* START INPUT FOR THIS TASK *
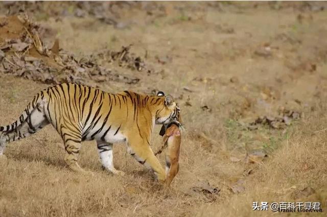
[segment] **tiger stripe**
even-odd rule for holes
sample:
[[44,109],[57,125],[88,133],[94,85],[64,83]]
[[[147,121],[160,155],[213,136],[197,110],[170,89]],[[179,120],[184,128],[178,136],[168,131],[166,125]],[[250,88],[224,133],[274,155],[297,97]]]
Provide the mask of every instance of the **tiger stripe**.
[[36,94],[17,120],[0,127],[0,155],[7,143],[51,124],[62,138],[65,161],[73,170],[84,172],[77,163],[81,142],[96,140],[103,166],[121,174],[113,167],[112,145],[125,141],[131,155],[162,181],[165,171],[149,141],[154,124],[176,120],[179,112],[173,98],[161,92],[152,96],[125,90],[114,94],[80,84],[60,84]]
* END INPUT FOR THIS TASK *
GOAL:
Render every line of the records above as a JSON list of strings, one string per line, with blank lines omitted. Leave the pictures out of the list.

TASK ANSWER:
[
  "[segment] **tiger stripe**",
  "even-odd rule for holes",
  "sample:",
  "[[44,109],[57,125],[88,133],[94,85],[64,83]]",
  "[[[147,121],[160,155],[213,136],[197,110],[170,89]],[[179,120],[184,128],[178,136],[168,131],[166,125]],[[250,88],[224,133],[274,155],[297,97]]]",
  "Provide the mask of every instance of the **tiger stripe**.",
  "[[36,94],[17,120],[0,127],[0,155],[7,143],[51,124],[62,138],[65,161],[73,170],[84,172],[77,163],[81,142],[96,140],[103,166],[121,174],[113,167],[112,145],[125,141],[131,155],[162,181],[165,171],[149,141],[154,124],[176,120],[179,112],[173,98],[161,92],[152,96],[125,90],[114,94],[80,84],[60,84]]"
]